* Data shown:
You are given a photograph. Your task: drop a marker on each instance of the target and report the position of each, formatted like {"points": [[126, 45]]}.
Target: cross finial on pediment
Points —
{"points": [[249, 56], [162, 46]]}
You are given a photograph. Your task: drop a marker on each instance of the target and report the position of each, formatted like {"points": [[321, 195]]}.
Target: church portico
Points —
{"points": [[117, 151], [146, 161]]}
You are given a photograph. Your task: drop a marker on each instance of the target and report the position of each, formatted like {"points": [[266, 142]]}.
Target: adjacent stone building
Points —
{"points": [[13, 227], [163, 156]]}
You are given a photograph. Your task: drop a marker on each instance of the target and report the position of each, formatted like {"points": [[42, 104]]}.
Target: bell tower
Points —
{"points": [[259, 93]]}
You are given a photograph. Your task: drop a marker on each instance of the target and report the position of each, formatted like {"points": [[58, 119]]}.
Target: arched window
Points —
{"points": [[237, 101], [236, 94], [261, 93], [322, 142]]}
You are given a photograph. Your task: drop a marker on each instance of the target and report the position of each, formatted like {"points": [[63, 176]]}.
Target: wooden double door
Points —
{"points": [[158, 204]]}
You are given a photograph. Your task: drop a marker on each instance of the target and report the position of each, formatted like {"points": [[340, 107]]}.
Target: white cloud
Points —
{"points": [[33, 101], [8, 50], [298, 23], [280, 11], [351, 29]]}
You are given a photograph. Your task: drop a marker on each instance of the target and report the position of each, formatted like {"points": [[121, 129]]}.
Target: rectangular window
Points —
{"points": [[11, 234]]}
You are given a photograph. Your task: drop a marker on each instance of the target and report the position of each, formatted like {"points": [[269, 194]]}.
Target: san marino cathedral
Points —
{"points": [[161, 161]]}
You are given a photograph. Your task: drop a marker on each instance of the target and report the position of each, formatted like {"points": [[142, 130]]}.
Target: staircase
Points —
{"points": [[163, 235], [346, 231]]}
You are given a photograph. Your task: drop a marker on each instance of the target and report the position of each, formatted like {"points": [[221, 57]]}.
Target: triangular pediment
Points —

* Exercise brief: The expected answer is a copy of each line above containing "Your".

* Solution for this task:
You are given a photograph. Your task: drop a marker on each instance of the target and report the position of each, formatted like {"points": [[126, 45]]}.
You are given a photograph. Your task: drop a marker on each instance of the target and report the position of each, formatted like {"points": [[321, 195]]}.
You are given a photograph. Your task: drop a marker on each instance of the target and report the position of each, formatted like {"points": [[266, 142]]}.
You are given a photograph. Your task: drop a marker on each instance of the target and report the position of each, formatted like {"points": [[42, 104]]}.
You are given a photograph. Your task: drop a marker on each instance of the target and report the position of each, formatted like {"points": [[58, 119]]}.
You are given a photograph. Your task: drop a marker on each instance of the target and report the position of each, formatted like {"points": [[63, 176]]}.
You are given a photograph. Your task: drop a marker on each instance of the target and report the position of each, formatted like {"points": [[340, 107]]}.
You are given a photograph. Your task: drop a marker on each instance of the target and report the position of each, formatted like {"points": [[121, 129]]}.
You are given a photograph. Your task: drop a marker on each instance of the target and report the position of each, formatted like {"points": [[269, 194]]}.
You are given a photograph. Your task: drop a marker on each instance of the target and report the position of each, formatted like {"points": [[142, 130]]}.
You are given a photograph. Your task: drop a marker on each instance of the target and report the position of each, formatted like {"points": [[221, 57]]}.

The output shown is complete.